§ Exercise details: Copy out word for word everything in the entries below, from the line containing "If you could point at the bird's breast" down to the end of the entries, including both of those ends.

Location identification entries
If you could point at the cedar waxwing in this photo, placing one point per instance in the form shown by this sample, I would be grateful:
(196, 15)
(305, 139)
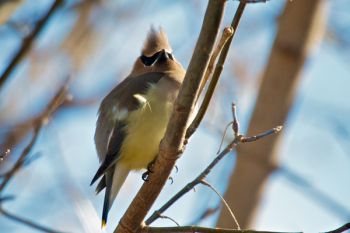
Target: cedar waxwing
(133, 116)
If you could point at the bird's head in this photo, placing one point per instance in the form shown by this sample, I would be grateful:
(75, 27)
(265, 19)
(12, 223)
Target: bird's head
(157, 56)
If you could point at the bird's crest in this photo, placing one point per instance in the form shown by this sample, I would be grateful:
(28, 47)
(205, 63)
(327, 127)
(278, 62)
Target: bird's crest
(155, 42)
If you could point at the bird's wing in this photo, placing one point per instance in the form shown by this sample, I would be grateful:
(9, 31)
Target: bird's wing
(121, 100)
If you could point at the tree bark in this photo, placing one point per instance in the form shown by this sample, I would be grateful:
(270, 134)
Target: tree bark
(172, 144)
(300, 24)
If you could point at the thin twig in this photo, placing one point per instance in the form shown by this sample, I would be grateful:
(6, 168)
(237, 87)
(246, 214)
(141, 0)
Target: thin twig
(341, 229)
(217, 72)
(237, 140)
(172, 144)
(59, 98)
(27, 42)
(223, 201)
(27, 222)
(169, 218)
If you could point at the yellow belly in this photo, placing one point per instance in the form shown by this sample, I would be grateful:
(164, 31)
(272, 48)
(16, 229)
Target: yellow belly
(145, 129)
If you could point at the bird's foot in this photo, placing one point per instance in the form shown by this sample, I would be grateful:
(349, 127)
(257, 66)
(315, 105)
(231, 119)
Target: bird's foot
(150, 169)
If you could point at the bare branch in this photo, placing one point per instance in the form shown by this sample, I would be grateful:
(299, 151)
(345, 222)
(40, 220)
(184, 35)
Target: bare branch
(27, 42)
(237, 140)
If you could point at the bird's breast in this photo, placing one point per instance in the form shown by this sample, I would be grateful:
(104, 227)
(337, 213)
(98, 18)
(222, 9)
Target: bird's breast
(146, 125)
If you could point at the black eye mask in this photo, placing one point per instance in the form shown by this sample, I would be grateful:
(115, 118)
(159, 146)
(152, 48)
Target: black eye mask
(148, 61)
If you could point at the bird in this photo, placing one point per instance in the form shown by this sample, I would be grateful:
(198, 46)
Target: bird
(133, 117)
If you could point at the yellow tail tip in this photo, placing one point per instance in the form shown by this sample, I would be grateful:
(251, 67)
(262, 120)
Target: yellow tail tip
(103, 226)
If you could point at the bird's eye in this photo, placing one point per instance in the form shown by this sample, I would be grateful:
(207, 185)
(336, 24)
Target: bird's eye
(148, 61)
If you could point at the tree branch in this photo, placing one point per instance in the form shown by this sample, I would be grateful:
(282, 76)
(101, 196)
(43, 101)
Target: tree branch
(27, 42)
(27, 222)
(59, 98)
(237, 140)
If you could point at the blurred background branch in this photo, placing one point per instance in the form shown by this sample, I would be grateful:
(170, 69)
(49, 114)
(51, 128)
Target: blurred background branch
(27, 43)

§ Response to this exercise:
If you could point at the bird's breast in this photo, placing one point per instance in the form shown by this sample, I would be grateful:
(104, 227)
(337, 213)
(98, 18)
(222, 9)
Target: bird's breast
(146, 125)
If you could point at the black eye mask in this photo, placing one point per instance in the form shown by this sample, I would be grateful:
(115, 118)
(159, 146)
(152, 48)
Target: black eye mask
(148, 61)
If you could point at the bird in this photo, placing one point per instance in the form shown by this sample, I would be grateful:
(198, 46)
Target: bird
(133, 117)
If you could point at the yellow tail tip in this photo, placing one point per instance in the form shown by this sample, I would be grateful:
(251, 67)
(262, 120)
Target: yellow tail tip
(103, 226)
If you could point at the bird's eye in this photo, placing one point per instance in the form shown by this sample, I would be grateful:
(207, 185)
(336, 24)
Target: bird's eye
(148, 61)
If you could point at the tree branch in this photo, placing one point per instance in the form shown by this sample, I would be grateful:
(282, 76)
(101, 196)
(43, 101)
Target: tree branch
(27, 42)
(27, 222)
(59, 98)
(237, 140)
If you could point at the blurred background branch in this photo, placing one point per instance in the form shown by this sample, I would be grateful:
(170, 69)
(49, 114)
(51, 128)
Target: blurred background branch
(27, 43)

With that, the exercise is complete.